---- Text
Zen Moment: Social Media isn't a "thing," it's a state of being
Social media is a way of life. It's time to go with the flow.
Posted Mar 13, 2009
In contrast to uni-directional mass media, social media is technology that allows people to participate and to interact. This turns out to be pretty popular, since humans are hard-wired to interact with their environment. Piles of psychological research show that humans are social animals that need to be connected to others, that interpersonal connections are essential for mental and physical health, and that while connection styles and needs vary, they are equally important. It should be no big shock that we see people connecting all over the place using social media technologies like Facebook, Twitter, LinkedIn, YouTube, and blogs. It seems like new applications for connecting emerge daily and, by the way, they are not restricted to the computer.
With interpersonal connections such a big theme in human lives, why are so many people surprised, or even worried, about this trend?
--------
Tasks for this exercise:
#1 Answer these questions about the social media text:
(a) On what date was the text posted?
(b) What kind of media is social media contrasted with?
(c) Which social media technologies does the text name?
#2 Rewrite the social media text between "Posted Mar 13, 2009" and "to the computer.", inclusive, changing "mass media" to "broadcast media".
---- Given entries
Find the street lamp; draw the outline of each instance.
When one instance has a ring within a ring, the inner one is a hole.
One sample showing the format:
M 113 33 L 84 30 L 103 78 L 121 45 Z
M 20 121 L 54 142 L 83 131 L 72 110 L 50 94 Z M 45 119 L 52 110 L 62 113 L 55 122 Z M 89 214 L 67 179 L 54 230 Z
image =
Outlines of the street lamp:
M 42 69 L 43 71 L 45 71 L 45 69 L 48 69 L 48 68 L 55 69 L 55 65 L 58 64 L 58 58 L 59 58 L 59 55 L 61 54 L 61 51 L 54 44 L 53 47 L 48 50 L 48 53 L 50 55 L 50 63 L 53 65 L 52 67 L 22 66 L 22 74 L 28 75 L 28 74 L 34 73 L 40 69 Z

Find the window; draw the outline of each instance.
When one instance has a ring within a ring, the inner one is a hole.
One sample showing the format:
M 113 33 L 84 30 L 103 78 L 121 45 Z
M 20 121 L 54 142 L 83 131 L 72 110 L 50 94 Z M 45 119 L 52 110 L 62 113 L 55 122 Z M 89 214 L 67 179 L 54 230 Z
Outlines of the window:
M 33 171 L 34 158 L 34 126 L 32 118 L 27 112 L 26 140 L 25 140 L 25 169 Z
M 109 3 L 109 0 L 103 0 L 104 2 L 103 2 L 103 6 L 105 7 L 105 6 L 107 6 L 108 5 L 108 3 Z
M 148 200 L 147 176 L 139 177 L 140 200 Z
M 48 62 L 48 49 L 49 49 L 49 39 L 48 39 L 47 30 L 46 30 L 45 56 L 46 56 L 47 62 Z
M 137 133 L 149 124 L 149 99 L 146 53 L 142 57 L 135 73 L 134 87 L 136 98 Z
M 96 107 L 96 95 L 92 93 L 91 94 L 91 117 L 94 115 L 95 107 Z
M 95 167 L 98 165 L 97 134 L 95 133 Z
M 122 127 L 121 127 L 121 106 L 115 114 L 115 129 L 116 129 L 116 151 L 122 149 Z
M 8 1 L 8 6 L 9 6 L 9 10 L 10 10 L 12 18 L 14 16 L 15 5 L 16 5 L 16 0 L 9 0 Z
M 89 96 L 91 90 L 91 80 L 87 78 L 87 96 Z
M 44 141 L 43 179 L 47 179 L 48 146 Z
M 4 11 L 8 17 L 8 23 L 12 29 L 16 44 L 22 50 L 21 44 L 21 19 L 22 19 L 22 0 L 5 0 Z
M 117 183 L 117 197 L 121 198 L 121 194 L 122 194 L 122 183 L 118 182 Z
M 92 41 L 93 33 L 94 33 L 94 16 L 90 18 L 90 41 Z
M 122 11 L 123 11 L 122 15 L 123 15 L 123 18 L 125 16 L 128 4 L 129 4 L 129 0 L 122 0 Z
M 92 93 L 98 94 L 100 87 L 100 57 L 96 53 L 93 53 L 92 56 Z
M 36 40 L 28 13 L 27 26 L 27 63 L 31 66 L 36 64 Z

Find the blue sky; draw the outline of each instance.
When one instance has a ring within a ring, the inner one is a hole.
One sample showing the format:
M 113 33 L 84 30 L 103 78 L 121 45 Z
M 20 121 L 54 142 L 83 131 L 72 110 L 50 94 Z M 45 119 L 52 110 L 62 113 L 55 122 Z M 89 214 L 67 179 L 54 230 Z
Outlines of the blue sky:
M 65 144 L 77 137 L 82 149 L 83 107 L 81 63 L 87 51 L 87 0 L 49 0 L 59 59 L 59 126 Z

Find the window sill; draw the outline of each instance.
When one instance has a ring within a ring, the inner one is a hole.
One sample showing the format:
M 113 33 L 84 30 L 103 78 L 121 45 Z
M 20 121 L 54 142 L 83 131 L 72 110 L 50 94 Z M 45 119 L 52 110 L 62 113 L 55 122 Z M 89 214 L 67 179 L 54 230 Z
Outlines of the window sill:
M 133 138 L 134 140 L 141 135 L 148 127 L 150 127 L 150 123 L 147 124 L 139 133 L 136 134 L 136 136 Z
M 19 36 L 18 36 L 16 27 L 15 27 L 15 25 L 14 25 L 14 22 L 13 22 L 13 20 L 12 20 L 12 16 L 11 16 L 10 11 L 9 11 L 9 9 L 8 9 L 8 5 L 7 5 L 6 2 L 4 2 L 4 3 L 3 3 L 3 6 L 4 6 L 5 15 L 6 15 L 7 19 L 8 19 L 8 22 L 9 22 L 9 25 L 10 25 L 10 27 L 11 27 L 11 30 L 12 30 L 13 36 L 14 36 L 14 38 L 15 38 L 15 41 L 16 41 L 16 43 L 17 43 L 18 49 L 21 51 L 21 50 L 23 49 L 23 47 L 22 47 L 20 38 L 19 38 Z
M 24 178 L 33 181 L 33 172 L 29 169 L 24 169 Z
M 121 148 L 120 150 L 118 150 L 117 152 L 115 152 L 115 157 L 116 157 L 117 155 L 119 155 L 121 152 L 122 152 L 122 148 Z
--------
Responses in order:
#1
(a) Mar 13, 2009
(b) Uni-directional mass media
(c) Facebook, Twitter, LinkedIn, YouTube, and blogs

#2
Posted Mar 13, 2009
In contrast to uni-directional broadcast media, social media is technology that allows people to participate and to interact. This turns out to be pretty popular, since humans are hard-wired to interact with their environment. Piles of psychological research show that humans are social animals that need to be connected to others, that interpersonal connections are essential for mental and physical health, and that while connection styles and needs vary, they are equally important. It should be no big shock that we see people connecting all over the place using social media technologies like Facebook, Twitter, LinkedIn, YouTube, and blogs. It seems like new applications for connecting emerge daily and, by the way, they are not restricted to the computer.